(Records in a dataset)
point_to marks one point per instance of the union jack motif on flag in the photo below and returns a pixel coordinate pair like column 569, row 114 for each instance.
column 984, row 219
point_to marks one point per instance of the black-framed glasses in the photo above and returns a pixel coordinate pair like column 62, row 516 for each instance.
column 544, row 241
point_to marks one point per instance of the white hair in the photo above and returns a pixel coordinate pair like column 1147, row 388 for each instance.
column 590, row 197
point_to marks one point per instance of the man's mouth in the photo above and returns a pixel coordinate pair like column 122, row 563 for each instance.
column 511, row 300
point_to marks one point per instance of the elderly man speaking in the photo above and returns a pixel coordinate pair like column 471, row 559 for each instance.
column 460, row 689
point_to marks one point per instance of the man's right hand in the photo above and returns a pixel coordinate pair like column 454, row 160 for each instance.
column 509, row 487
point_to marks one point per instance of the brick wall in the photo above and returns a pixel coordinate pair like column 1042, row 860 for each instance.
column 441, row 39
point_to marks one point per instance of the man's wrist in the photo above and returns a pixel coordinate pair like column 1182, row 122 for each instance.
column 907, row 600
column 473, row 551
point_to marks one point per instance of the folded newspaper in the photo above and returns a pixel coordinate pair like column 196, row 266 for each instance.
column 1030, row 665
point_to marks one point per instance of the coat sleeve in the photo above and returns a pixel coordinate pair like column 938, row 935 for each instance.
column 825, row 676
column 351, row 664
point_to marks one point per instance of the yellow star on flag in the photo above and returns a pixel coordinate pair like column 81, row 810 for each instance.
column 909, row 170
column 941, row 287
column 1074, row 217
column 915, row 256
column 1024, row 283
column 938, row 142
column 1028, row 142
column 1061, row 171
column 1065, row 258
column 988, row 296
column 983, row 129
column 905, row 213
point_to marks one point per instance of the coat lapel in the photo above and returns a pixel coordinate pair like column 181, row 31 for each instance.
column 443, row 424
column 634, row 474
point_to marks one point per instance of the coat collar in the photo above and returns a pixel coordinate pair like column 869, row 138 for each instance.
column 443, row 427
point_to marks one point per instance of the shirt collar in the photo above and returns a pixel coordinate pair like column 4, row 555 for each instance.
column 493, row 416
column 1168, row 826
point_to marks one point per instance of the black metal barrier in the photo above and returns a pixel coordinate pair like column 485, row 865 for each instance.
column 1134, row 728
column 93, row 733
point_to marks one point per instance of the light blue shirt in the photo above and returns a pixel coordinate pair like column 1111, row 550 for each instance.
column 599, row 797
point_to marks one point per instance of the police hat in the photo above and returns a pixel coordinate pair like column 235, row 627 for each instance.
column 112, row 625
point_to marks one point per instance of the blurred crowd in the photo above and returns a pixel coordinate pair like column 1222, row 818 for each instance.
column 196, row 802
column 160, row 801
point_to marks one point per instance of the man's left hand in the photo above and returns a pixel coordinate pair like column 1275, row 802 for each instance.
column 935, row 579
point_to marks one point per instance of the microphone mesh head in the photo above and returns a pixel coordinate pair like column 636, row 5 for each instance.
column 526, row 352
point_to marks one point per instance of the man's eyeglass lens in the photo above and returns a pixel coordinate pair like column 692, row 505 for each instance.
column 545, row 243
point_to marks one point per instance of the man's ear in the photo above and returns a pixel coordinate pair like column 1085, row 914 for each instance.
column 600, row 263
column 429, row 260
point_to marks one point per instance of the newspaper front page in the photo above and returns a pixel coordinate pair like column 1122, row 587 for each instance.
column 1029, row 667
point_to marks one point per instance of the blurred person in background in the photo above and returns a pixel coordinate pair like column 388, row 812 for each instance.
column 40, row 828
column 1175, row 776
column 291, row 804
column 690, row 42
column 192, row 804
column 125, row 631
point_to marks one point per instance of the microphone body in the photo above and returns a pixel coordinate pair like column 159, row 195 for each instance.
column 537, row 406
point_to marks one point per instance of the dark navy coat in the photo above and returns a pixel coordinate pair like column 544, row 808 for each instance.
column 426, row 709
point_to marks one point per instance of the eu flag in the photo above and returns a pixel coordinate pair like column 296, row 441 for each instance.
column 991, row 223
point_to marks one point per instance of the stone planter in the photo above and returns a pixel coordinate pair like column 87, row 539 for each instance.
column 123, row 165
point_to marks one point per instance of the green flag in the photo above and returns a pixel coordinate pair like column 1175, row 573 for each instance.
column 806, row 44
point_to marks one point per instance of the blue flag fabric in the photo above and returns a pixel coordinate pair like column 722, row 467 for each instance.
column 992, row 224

GIVEN REQUEST: Lay out every item above as a two-column CSV with the header columns text and answer, one row per item. Put each item's text and its full answer in a single quoted field apiece, and replace any line breaks with spaces.

EXERCISE SOLUTION:
text,answer
"point_to marks one point per instance of the union jack motif on flag in the photo below and returns a pixel coordinate pair like column 569, row 114 for each instance.","column 984, row 219"
"point_to marks one point per instance of the black-framed glasses in the photo above and returns a pixel coordinate pair like column 62, row 516 for each instance.","column 544, row 241"
"point_to marks one point per instance of the white hair in the photo above and returns a pixel coordinate pair like column 1147, row 388 for each instance.","column 590, row 197"
"point_to marks one point per instance of the man's mouth in the photo above and returns a pixel coordinate pair like column 122, row 563 for each instance.","column 511, row 300"
"point_to marks one point per instance of the elderly man speaking in the photo above and returns a pixel coordinate pair like column 471, row 559 for each instance.","column 460, row 689"
"point_to marks one point per instance of the man's right hand in the photo above and returns a pixel coordinate pair like column 454, row 160 for each instance.","column 509, row 487"
"point_to marks one point per instance of the brick wall in the photo above and returns a pixel coordinate pair like column 1042, row 860 for each instance.","column 441, row 39"
"point_to marks one point per instance of the man's wrist in the photo above and returns a pixel coordinate pair like column 1182, row 122 for each instance.","column 907, row 600 column 473, row 551"
"point_to marks one point per instance of the folded newspaper in the photo above and returns a pixel coordinate pair like column 196, row 266 for each instance.","column 1030, row 665"
"point_to marks one point per instance of the coat sleeve in the photo above and returns a pixel coordinate pair like column 938, row 935 for each instance.","column 825, row 676 column 351, row 664"
"point_to marks one point per instance of the yellow star on flag in the photo above and returns a pixel coordinate pair like column 81, row 810 for each instance.","column 909, row 170 column 941, row 287 column 1074, row 217 column 915, row 256 column 1024, row 283 column 938, row 142 column 1028, row 142 column 1061, row 171 column 1065, row 258 column 988, row 296 column 983, row 129 column 905, row 213"
"point_to marks one point per instance of the coat lapel in the photo above and returns a pixel coordinate pair like column 181, row 31 for each instance.","column 443, row 424 column 634, row 474"
"point_to marks one point per instance of the coat collar in the photo above and returns a pixel coordinate pair like column 869, row 138 for each instance.","column 443, row 427"
"point_to marks one point per instance of the shirt collar in the photo above and returns a pixel coordinate pair like column 4, row 555 for each instance.","column 493, row 416 column 1168, row 826"
"point_to marks one point per instance of the black metal barrier in the photo above and returns a pixel coordinate pair like column 485, row 865 for each instance.","column 1134, row 728 column 93, row 733"
"point_to marks one point per instance of the light blue shirt in the photo above and returns a pixel coordinate pair like column 1111, row 550 for each instance.","column 599, row 797"
"point_to marks one point per instance of the police hat in the photo above and returns a pixel coordinate pair like column 235, row 627 for each instance.","column 112, row 625"
"point_to marks one point per instance of the blurred crowd in the photo above and returns a pixel coordinate pair like column 1222, row 818 for each instance.","column 196, row 802 column 160, row 801"
"point_to marks one point per instance of the man's left hand in the photo above and returns a pixel coordinate pair like column 1275, row 802 for each instance.","column 935, row 579"
"point_to marks one point per instance of the microphone mesh head in the photo above and returns a pixel coordinate pair like column 636, row 5 for each instance.","column 526, row 352"
"point_to marks one point per instance of the man's eyeglass lens in the photo above and returns a pixel coordinate pair like column 692, row 505 for each instance.","column 545, row 243"
"point_to marks one point per instance of the man's ear in the photo above and returns a pixel coordinate pair like column 1085, row 914 for each instance.","column 600, row 263 column 429, row 260"
"point_to marks one point per instance of the newspaper front page in the photo above and returns a pixel coordinate pair like column 1122, row 587 for each instance.","column 1029, row 667"
"point_to marks one point per instance of the blurred person in background in the photo above and returns a pixel coordinate pair like column 388, row 812 for each instance.","column 40, row 828 column 1175, row 776 column 291, row 804 column 690, row 42 column 192, row 804 column 125, row 631"
"point_to marks one point per instance of the microphone body in the photo above and returns a pixel coordinate pair like column 159, row 195 for each instance.","column 537, row 406"
"point_to marks one point per instance of the dark navy coat in the photo above and returns a pixel coordinate pair like column 544, row 808 for each instance.","column 426, row 709"
"point_to marks one point per instance of the eu flag in the photo above and returns a pixel coordinate pair like column 296, row 441 for each instance.","column 991, row 223"
"point_to marks one point per instance of the stone planter in the photo above and returns a pixel coordinate pair like column 87, row 539 for each instance.","column 123, row 165"
"point_to marks one point per instance of the green flag in the photo above and returns a pixel coordinate pair like column 1175, row 573 for each instance.","column 806, row 44"
"point_to marks one point per instance of the blue flag fabric in the photo above and returns a pixel coordinate pair like column 722, row 467 for each instance.","column 992, row 224"